Well, as we read the verses preceding, we see that our Lord has announced judgment, or pronounced judgment upon several cities. Verse 20, Then began he to upbraid the cities wherein most of his mighty works were done, because they repented not. Woe unto thee, Chorazin! Woe unto thee, Bethsaida!
And then he pronounces a woe upon Capernaum, in verse 23, and says that in the day of judgment it will be more tolerable for the wicked cities of Sodom and Gomorrah than for these cities. And at that time, Jesus exults in his spirit. Luke tells us he rejoiced in spirit, and he says, I thank thee, Father, Lord of heaven and of earth. So the setting of the passage is one of judgment.
And also one of the peculiar blessing that rests upon his own. For if you'll turn to the parallel passage in the gospel according to Luke chapter 10, you'll notice the connection with what follows. Luke chapter 10 and verse 21. That hour Jesus rejoiced in spirit and said, I thank thee, Father, Lord of heaven and earth.
We have the same truth mentioned here. And then notice verse 23. And he turned unto his disciples and said privately, Blessed are the eyes which see the things that ye see. For I tell you that many prophets and kings have desired to see those things which ye see, and have not seen them, and to hear those things which ye hear, and have not heard them.
So this passage in which our Lord rejoices that certain spiritual truths have been hid from the prudent and revealed to babes, and in which he announces his absolute right to reveal himself to men, is a passage couched between cursing and blessing. Between the pronouncement of judgment and the pronouncement of benediction and blessing. And it would seem that the setting of the passage is significant. What makes the difference between the terrible announcements of judgment that fall upon the heads of some and the pronouncement of blessing which fall upon the heads of others?
It would seem that our Lord is telling us in this passage that the difference lies hidden and locked in the heart of God. If men are judged, it's because of their own impenitence. That's why our Lord could say, Woe unto you! For if the works that were done in you had been done elsewhere, they would have repented, perfectly accountable for their sin and their rebellion.

→ **Stored rows**:
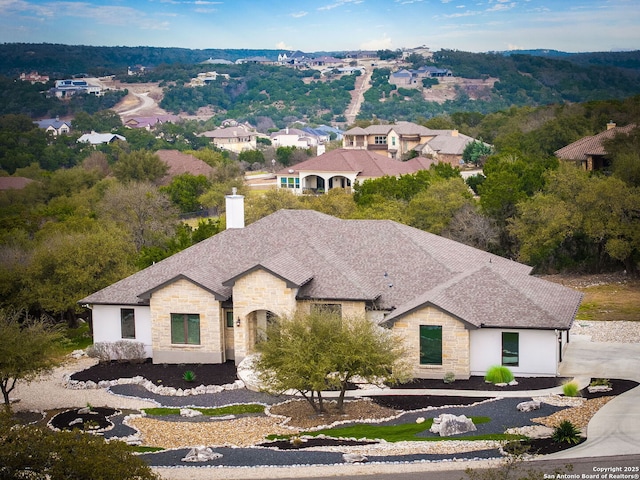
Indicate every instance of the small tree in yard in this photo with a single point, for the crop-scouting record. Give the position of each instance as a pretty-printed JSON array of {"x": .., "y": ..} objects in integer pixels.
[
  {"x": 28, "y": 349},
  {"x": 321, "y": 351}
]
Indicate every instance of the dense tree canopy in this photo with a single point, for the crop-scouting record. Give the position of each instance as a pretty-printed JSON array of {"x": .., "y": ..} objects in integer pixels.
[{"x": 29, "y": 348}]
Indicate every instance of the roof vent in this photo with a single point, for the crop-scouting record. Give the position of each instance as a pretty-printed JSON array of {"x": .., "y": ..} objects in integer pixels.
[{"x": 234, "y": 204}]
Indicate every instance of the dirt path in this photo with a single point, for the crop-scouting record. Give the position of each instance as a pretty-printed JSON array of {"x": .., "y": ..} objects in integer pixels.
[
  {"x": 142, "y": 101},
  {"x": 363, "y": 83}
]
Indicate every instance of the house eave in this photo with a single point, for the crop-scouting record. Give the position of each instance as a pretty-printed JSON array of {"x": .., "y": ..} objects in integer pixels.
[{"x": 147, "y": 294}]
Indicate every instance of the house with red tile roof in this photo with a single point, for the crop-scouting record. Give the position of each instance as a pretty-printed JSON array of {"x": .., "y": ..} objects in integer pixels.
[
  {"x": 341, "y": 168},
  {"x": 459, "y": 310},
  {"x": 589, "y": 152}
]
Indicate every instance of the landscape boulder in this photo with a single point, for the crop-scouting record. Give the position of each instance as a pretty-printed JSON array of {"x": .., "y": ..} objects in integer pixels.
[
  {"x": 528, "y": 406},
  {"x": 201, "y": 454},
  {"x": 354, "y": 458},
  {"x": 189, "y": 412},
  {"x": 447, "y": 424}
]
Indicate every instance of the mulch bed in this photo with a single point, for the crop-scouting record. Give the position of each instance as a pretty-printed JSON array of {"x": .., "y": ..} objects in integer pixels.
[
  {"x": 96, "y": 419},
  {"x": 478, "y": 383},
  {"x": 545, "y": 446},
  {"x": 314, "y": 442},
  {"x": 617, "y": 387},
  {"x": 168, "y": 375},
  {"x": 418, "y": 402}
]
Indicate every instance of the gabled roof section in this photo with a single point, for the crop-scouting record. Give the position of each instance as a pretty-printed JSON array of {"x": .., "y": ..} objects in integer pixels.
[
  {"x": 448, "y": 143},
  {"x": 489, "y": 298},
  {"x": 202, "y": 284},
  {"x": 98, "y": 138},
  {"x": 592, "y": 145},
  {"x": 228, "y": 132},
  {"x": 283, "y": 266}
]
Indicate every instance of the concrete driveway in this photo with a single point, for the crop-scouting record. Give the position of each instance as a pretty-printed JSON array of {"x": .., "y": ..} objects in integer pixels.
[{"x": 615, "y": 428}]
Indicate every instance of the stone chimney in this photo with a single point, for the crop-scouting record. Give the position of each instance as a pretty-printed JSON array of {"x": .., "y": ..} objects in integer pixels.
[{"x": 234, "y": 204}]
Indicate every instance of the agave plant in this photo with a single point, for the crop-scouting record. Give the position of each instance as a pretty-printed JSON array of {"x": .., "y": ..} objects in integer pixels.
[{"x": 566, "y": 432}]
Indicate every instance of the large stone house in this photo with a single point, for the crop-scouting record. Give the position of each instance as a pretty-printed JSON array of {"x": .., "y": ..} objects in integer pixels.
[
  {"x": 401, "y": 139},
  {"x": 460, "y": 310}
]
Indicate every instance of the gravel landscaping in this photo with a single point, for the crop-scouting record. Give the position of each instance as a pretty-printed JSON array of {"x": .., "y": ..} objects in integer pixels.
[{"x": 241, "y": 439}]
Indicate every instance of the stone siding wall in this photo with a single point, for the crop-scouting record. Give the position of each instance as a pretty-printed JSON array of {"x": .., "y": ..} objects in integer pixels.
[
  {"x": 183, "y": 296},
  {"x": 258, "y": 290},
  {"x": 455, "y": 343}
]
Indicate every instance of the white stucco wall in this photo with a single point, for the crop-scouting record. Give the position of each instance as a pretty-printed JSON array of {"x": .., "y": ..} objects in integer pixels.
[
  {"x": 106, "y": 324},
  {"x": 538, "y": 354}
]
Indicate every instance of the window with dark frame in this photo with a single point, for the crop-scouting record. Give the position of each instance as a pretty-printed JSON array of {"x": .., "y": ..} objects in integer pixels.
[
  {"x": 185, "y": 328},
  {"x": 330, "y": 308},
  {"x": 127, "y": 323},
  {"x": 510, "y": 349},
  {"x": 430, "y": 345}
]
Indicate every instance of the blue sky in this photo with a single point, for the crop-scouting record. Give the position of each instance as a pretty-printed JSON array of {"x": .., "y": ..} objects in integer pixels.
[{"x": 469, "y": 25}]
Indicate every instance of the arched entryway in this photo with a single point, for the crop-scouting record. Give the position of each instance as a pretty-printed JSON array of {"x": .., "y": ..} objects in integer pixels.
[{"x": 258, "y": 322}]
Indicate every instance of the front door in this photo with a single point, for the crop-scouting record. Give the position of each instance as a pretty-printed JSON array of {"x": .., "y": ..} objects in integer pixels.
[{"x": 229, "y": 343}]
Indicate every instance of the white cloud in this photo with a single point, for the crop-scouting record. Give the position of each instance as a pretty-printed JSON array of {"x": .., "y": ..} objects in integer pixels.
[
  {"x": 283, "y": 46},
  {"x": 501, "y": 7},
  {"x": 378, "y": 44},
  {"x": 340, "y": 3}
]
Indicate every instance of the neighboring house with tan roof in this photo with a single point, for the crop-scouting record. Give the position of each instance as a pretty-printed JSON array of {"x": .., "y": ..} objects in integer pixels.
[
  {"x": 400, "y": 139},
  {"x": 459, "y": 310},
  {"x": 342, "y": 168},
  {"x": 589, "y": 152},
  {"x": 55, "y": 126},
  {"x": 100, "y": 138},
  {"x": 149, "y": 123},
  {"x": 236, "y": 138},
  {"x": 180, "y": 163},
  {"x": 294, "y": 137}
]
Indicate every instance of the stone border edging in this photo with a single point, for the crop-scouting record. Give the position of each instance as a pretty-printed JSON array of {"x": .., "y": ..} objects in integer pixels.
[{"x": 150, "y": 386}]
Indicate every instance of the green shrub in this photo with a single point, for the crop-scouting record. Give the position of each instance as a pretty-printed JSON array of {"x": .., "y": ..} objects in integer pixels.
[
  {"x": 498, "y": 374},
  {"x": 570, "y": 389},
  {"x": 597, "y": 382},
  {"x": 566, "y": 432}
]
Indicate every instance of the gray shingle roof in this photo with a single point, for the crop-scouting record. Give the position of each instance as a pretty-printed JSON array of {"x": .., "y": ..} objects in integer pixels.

---

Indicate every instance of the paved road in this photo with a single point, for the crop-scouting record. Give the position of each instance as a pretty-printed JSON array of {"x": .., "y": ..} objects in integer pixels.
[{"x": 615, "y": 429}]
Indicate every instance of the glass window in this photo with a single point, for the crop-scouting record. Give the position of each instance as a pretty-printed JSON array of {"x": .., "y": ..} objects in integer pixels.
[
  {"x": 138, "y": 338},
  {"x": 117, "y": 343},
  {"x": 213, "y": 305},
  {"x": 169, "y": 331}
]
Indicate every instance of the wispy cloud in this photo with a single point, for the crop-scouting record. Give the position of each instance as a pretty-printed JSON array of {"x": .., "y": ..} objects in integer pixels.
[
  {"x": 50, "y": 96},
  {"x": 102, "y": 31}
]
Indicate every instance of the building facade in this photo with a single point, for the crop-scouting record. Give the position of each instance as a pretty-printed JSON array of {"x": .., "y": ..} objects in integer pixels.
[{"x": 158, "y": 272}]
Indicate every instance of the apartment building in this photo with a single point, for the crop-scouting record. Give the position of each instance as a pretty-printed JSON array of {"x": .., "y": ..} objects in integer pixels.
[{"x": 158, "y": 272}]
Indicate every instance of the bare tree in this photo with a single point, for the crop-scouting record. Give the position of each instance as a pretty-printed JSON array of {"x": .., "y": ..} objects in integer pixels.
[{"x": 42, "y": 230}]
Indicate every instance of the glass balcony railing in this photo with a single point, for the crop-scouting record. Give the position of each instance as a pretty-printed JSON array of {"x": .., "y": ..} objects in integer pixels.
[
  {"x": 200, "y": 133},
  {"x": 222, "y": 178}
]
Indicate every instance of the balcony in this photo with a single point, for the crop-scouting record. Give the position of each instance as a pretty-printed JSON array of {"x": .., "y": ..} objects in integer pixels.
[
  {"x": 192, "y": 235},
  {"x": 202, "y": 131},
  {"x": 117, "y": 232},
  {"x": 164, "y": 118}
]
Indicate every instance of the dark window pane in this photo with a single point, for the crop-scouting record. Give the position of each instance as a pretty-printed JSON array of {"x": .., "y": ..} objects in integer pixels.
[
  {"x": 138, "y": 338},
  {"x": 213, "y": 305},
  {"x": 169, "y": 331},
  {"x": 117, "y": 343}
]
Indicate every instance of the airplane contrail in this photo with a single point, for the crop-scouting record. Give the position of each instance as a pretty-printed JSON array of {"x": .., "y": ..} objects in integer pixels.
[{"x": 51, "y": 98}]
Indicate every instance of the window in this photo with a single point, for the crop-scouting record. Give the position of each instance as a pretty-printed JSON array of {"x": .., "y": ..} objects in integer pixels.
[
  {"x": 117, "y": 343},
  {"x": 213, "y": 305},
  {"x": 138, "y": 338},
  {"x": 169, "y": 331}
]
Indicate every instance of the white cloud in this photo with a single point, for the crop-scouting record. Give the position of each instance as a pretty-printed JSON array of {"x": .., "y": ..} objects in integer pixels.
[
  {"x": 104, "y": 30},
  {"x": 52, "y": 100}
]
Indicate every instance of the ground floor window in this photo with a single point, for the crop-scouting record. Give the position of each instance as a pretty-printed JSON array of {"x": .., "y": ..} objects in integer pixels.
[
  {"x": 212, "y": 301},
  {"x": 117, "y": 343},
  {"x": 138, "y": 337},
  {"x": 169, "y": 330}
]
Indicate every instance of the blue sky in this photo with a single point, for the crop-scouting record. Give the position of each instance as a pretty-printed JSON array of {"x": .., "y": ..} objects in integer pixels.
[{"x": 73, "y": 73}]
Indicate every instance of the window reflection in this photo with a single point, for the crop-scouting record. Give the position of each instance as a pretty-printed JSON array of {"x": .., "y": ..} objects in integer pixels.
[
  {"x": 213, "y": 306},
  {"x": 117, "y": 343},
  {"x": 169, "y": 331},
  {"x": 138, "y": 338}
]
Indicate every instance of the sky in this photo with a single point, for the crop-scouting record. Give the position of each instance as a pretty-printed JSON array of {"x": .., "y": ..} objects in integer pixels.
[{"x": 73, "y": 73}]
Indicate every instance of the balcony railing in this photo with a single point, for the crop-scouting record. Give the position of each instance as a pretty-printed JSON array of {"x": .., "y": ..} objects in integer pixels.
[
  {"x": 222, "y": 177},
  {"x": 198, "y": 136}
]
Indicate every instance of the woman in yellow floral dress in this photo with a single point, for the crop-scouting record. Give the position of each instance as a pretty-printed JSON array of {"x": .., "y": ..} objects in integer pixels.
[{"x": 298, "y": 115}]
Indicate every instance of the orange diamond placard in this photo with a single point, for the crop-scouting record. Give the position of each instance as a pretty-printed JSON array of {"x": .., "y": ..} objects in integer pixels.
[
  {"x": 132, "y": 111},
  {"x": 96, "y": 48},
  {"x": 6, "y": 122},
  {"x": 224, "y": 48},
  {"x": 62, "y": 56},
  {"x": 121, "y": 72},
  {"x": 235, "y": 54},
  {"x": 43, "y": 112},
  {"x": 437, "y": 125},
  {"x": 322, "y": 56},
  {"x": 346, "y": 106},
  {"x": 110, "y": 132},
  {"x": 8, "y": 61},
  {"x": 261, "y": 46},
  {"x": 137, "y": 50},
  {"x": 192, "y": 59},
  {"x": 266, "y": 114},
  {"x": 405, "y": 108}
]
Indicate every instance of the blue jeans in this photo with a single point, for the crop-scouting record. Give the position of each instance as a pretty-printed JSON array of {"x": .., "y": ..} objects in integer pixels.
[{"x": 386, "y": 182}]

→ **Given instruction**: Carry on the sermon about Jesus pronouncing judgment on Chorazin, Bethsaida, and Capernaum, starting after its last sentence. The records have no connection to the sermon text.

→ **Output for this exercise**:
So their judgment is laid at their own feet. And yet when our Lord is about to turn in blessing upon the disciples, he tells them that, the reason why they are blessed with spiritual sight does not lie in them. He said, Blessed are your eyes. Your eyes have been passive.
Blessing has come upon them. The Son has revealed himself to you. And so he says to those who stand under his favor and under his smile, that just as surely as the whole reason for the judgment of those cities lies at their own footstool because of their impenitence, so the reason why you see lies at the footstool of a sovereign God who's been pleased. To reveal himself to you.
Now look at the passage itself. We've looked at the setting of the passage. Now having looked at its context, what is its content? What does it say?
Content of Matthew 11:25-27: God's Hiding and Revealing
What does our Lord teach us in this passage? First of all, we find him rejoicing as he addresses God as absolute sovereign. At that time, Jesus answered and said, and this is a prayer, a prayer of praise. I thank thee, O Father, Lord of heaven and earth.
And so as he addresses his father, he recognizes that he is an absolute sovereign. Now, the next thing he does is to acknowledge an area in which that sovereignty has been exerted. As the Lord of heaven and earth, he is thanking him that he has done two things. Thou hast hid these things from the wise and prudent, hast revealed them unto babes.
The hiding and the revealing are expressions of the sovereignty of this God. I thank thee, Lord of heaven and earth. Thou hast hidden, thou hast revealed. So that the hiding and the revealing, our Lord acknowledges to be the work of his father.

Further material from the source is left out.